Dear Prudence,
I am 37 years old, and sometimes, I feel that in my career and intellectual development I fall 10-15 years behind. I never had a stable job. Nor have I experienced an adventurous change of career where I struggled but then achieved success. I rarely ever had solid savings, and when I did, they were used up during my periods of unemployment or hardship. I often hear that in your late-thirties, you are supposed to be more financially stable, and it makes me feel like such a loser. Of course, I can find excuses. I grew up in Russia in the political and economic turmoil of the ‘90s, in the family with a working-class father and a university lecturer mother. At 13, I was hit by an extreme eating disorder that affected me physically, significantly delayed my puberty and caused health problems for years to come, so I had to spend a lot of money on visiting private clinics. In the late 2008, my mother and I moved to a country in East/Central Europe: She for personal reasons, and I for starting a grad school in the U.S.-accredited university. What a stupidity to choose an academic career in humanities with such a modest social background! I was writing a PhD while struggling to fix my health issues and my social anxiety. At 30 I moved to a Scandinavian country for a postdoc that gave me only a temporary economic relief, and I have been on temporary academic contracts ever since.

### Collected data
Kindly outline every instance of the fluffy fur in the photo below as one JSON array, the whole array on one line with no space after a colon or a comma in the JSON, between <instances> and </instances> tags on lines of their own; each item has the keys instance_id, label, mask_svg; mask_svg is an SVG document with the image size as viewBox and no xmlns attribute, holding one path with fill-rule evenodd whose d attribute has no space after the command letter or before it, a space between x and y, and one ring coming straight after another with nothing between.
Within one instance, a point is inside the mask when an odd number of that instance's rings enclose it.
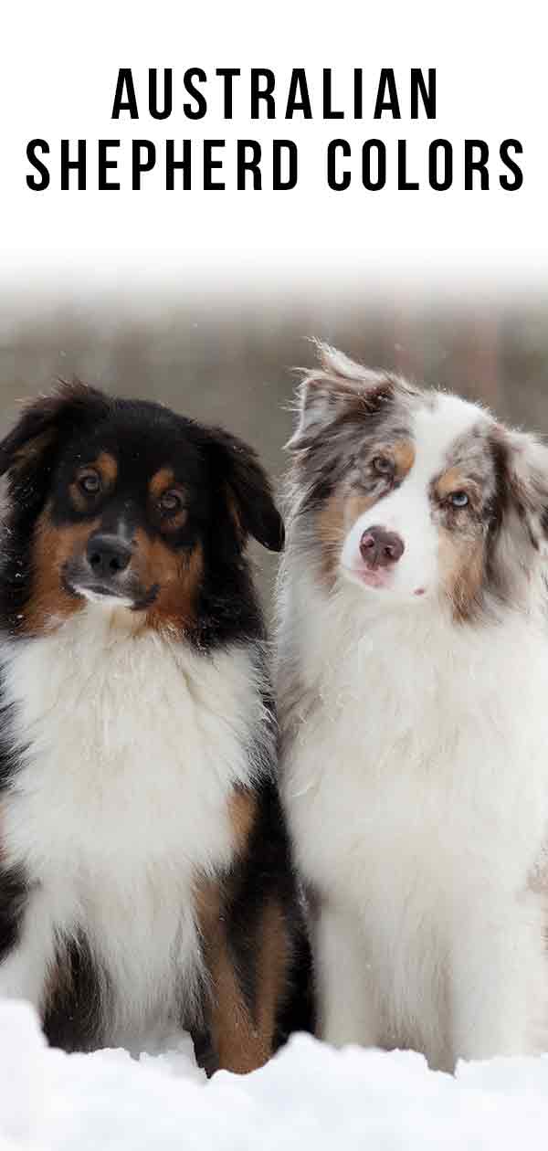
<instances>
[{"instance_id":1,"label":"fluffy fur","mask_svg":"<svg viewBox=\"0 0 548 1151\"><path fill-rule=\"evenodd\" d=\"M455 396L320 358L290 442L279 687L321 1034L449 1070L533 1052L548 451ZM395 536L401 554L372 562Z\"/></svg>"},{"instance_id":2,"label":"fluffy fur","mask_svg":"<svg viewBox=\"0 0 548 1151\"><path fill-rule=\"evenodd\" d=\"M244 556L283 540L267 479L226 433L77 383L0 467L0 993L68 1050L184 1026L249 1070L303 948Z\"/></svg>"}]
</instances>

### ACTIVITY LIST
a - In the letter to Dear Prudence, at what age did the writer move to a Scandinavian country?
b - Summarize the letter to Dear Prudence in two sentences.
c - Carry the letter to Dear Prudence forward from its last sentence.

### ANSWERS FOR THIS EXERCISE
a - At 30.

b - At 37, the writer feels 10-15 years behind in career and intellectual development, having never had a stable job or lasting savings. The writer points to a childhood in Russia during the turmoil of the '90s, an eating disorder that began at 13, a humanities PhD written while struggling with health and social anxiety, and temporary academic contracts ever since a postdoc at 30.

c -
At 34, in the same Scandinavian country, I started my first relationship ever—because earlier I considered myself to ugly, poor, and stupid for dating—and now I am starting a family of my own. I am happy in my relationship, I have a great psychotherapist, I am over many anxieties that ruined my 20s. But I am still on a temporary academic contract. I consider leaving academia after it ends, but starting a new career in a foreign country is a challenge. Seeing what people of my age have achieved career-wise, I hit myself in the head for my poor choices. Many people with a working-class background managed to succeed and reach prosperity, but I failed. My partner, whose social background is similar to mine, is sad about my habit of comparing myself with others, and I reproach myself additionally for bringing him down. Am I broken? Am I a weakling who can only whine and not organize her life even while in psychotherapy? Who I am and will I ever be more “normal”? Many thanks for your attention!